### EXERCISE TASK
Filter the material below, copying every line that contains the string "tuft".

(Dataset records)

Start

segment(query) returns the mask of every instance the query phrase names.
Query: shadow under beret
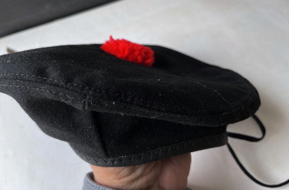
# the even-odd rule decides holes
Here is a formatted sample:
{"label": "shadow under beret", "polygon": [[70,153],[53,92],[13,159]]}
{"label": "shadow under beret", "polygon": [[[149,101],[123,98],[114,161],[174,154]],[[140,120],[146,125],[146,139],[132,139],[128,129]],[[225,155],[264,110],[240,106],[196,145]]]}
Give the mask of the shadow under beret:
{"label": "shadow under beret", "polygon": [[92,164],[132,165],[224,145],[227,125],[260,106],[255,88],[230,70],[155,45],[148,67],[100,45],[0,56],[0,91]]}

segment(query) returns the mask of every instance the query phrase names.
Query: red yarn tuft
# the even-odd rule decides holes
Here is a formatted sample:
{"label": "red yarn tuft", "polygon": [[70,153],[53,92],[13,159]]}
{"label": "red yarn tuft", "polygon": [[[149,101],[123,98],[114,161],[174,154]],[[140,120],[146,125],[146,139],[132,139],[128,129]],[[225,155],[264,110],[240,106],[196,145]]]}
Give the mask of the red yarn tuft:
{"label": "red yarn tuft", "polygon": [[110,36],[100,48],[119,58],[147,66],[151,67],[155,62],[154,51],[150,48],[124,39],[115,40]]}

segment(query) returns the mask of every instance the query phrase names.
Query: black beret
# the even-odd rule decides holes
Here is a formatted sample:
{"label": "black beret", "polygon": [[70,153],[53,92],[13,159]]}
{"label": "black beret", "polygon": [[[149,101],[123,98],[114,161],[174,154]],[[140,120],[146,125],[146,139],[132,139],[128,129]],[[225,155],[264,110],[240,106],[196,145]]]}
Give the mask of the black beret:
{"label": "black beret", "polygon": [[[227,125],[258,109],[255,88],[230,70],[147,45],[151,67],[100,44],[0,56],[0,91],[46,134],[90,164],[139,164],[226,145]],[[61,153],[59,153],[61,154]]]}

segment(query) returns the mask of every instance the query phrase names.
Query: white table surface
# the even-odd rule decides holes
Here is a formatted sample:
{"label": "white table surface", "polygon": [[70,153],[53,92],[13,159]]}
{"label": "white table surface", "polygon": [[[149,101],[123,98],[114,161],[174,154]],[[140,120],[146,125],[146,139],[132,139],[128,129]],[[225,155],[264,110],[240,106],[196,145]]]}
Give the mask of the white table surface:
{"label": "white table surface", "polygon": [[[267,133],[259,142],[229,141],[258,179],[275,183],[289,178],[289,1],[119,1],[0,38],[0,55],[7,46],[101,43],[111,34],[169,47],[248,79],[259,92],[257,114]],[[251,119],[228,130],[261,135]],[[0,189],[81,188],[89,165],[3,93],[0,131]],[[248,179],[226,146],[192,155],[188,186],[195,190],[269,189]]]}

End
Start

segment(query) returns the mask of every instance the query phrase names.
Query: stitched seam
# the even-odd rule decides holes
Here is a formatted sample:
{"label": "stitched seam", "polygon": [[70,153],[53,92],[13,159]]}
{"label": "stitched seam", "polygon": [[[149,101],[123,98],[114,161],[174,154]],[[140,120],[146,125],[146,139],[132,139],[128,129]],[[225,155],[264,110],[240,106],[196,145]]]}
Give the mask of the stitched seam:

End

### PROBLEM SOLUTION
Query: red yarn tuft
{"label": "red yarn tuft", "polygon": [[70,153],[53,92],[13,159]]}
{"label": "red yarn tuft", "polygon": [[[149,101],[123,98],[114,161],[174,154]],[[140,120],[146,125],[146,139],[132,139],[128,129]],[[225,155],[264,110],[240,106],[196,145]]]}
Give the mask of the red yarn tuft:
{"label": "red yarn tuft", "polygon": [[110,36],[100,48],[119,58],[147,66],[151,67],[155,62],[154,51],[150,48],[124,39],[115,40]]}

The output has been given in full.